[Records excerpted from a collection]
========================================================================

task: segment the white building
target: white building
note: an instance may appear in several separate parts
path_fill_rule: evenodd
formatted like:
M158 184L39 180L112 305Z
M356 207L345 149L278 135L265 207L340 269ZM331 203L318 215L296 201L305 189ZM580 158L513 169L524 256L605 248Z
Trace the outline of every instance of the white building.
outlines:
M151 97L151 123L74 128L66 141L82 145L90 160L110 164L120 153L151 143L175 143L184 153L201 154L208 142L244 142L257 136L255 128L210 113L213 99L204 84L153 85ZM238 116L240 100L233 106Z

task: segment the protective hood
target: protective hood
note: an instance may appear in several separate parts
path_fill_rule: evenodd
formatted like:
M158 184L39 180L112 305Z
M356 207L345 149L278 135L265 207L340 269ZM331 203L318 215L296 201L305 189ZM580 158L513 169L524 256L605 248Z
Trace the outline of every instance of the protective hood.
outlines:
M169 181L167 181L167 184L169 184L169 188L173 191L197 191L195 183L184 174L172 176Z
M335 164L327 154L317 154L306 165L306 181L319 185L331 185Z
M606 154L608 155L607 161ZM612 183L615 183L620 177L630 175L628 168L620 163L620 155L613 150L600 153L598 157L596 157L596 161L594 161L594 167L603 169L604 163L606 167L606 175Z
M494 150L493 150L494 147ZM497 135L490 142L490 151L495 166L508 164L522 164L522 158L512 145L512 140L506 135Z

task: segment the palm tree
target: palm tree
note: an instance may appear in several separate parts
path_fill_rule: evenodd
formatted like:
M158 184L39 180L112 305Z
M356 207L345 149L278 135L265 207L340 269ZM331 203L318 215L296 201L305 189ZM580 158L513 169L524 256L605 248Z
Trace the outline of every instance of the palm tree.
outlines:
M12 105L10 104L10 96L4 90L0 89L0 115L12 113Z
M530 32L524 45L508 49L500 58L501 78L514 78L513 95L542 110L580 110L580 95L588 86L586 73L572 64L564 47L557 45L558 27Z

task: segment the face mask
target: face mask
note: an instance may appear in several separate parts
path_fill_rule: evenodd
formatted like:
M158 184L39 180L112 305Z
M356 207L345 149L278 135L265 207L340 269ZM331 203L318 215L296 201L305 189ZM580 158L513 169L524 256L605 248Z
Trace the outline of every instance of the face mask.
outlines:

========================================================================

# SHORT TASK
Reproduce every line of the listing above without any change.

# COMPLETED TASK
task: segment the white building
target: white building
note: an instance may appear in several separate parts
path_fill_rule: evenodd
formatted like:
M158 184L39 180L112 305Z
M356 207L345 149L278 135L265 207L340 269ZM331 203L318 215L296 201L305 189ZM580 158L513 169L524 256L605 248Z
Trace the outline of every instance of the white building.
outlines:
M151 97L151 123L74 128L66 141L82 145L90 160L110 164L120 153L151 143L175 143L184 153L201 154L208 142L244 142L257 136L255 128L210 113L213 99L204 84L153 85ZM238 116L240 100L233 106Z

task: segment the protective hood
target: protective hood
note: an instance may appear in several separate parts
path_fill_rule: evenodd
formatted like:
M158 184L39 180L112 305Z
M356 207L345 149L278 135L265 207L340 269ZM331 203L318 215L296 201L305 189ZM580 158L513 169L524 256L605 248Z
Trace the outline of every instance of the protective hood.
outlines:
M169 181L167 181L167 184L169 184L169 188L173 191L197 191L195 183L184 174L172 176Z
M335 164L327 154L317 154L306 165L306 181L319 185L331 185Z
M606 154L608 155L607 161ZM612 183L615 183L620 177L630 175L628 168L620 163L620 155L613 150L600 153L598 157L596 157L596 161L594 161L594 167L603 169L604 163L606 167L606 175Z
M494 150L493 150L494 147ZM497 135L490 142L490 151L495 166L508 164L522 164L522 158L512 145L512 140L506 135Z

task: segment the palm tree
target: palm tree
note: an instance may appear in several separate parts
path_fill_rule: evenodd
formatted like:
M158 184L39 180L112 305Z
M356 207L345 149L278 135L265 207L340 269ZM331 203L318 215L296 201L305 189ZM580 158L513 169L524 256L605 248Z
Trace the outline of every instance of the palm tree.
outlines:
M12 105L10 104L10 96L4 90L0 89L0 115L12 113Z
M530 32L524 45L508 49L500 58L501 78L514 78L513 95L542 110L580 110L580 95L588 86L586 73L572 64L564 47L557 45L558 27Z

task: segment the face mask
target: face mask
note: an instance may appear in several separate parts
path_fill_rule: evenodd
formatted like:
M158 184L39 180L112 305Z
M356 207L345 149L278 135L265 207L340 269ZM331 203L318 215L296 201L305 189ZM580 158L513 169L524 256L605 248Z
Trace the outline of every instance of the face mask.
outlines:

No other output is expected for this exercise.